§ Directive
Substitute "bounding rectangles" for each "bounding boxes" in the listing below and write out the whole listing again with nothing else altered. Omit the pictures.

[Coordinate annotation entries]
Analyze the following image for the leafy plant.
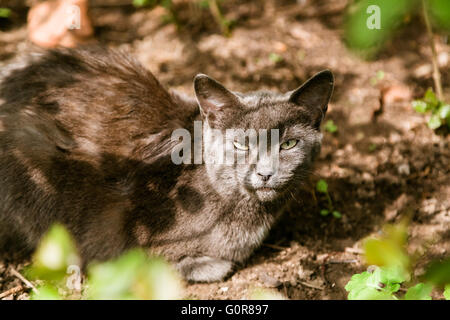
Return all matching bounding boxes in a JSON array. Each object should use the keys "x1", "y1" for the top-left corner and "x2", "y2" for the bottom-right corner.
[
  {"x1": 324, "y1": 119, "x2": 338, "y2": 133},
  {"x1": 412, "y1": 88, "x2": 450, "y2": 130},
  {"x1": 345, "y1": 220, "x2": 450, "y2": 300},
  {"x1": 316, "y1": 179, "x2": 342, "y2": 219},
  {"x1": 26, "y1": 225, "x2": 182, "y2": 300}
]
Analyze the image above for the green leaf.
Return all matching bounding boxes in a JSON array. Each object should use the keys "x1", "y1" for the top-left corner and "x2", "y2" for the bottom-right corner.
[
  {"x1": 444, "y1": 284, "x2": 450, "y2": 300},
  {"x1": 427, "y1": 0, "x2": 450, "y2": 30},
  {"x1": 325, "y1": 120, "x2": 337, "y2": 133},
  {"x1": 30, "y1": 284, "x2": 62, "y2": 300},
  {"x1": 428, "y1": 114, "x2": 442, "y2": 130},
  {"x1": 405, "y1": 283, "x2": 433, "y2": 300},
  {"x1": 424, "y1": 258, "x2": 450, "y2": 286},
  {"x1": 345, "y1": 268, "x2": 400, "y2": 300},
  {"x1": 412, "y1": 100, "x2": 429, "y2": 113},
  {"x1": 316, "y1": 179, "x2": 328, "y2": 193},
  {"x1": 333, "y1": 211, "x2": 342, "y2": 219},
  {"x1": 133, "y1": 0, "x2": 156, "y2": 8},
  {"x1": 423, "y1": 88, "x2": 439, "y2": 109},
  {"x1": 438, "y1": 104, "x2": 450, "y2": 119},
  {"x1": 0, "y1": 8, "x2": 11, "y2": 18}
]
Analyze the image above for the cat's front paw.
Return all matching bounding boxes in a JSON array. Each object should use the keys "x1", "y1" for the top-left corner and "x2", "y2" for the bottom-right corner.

§ Result
Analyze the following image for the leafy plant.
Return all matching bounding rectangles in a JSON array. Each object should use the keys "x1", "y1" for the top-left corner and "x2", "y2" for the bottom-right corner.
[
  {"x1": 324, "y1": 119, "x2": 338, "y2": 133},
  {"x1": 412, "y1": 88, "x2": 450, "y2": 130},
  {"x1": 345, "y1": 220, "x2": 450, "y2": 300},
  {"x1": 316, "y1": 179, "x2": 342, "y2": 219},
  {"x1": 26, "y1": 225, "x2": 182, "y2": 300}
]
Analyze the image above for the green leaf.
Return all matching bounding rectangles in a JSON array. Each object should use the keys "x1", "y1" for the top-left corner and "x2", "y2" for the bottom-right corner.
[
  {"x1": 444, "y1": 284, "x2": 450, "y2": 300},
  {"x1": 427, "y1": 0, "x2": 450, "y2": 30},
  {"x1": 325, "y1": 120, "x2": 337, "y2": 133},
  {"x1": 30, "y1": 284, "x2": 62, "y2": 300},
  {"x1": 428, "y1": 114, "x2": 442, "y2": 130},
  {"x1": 405, "y1": 283, "x2": 433, "y2": 300},
  {"x1": 424, "y1": 258, "x2": 450, "y2": 286},
  {"x1": 345, "y1": 268, "x2": 400, "y2": 300},
  {"x1": 412, "y1": 100, "x2": 429, "y2": 113},
  {"x1": 316, "y1": 179, "x2": 328, "y2": 193},
  {"x1": 333, "y1": 211, "x2": 342, "y2": 219},
  {"x1": 133, "y1": 0, "x2": 156, "y2": 8},
  {"x1": 423, "y1": 88, "x2": 439, "y2": 109},
  {"x1": 438, "y1": 104, "x2": 450, "y2": 119},
  {"x1": 0, "y1": 8, "x2": 11, "y2": 18}
]
Analyze the image above for the cat's front paw.
Return all matching bounding rectangles in a JSON array. Each object should use the keys "x1", "y1" for the top-left corner and "x2", "y2" for the bottom-right corner.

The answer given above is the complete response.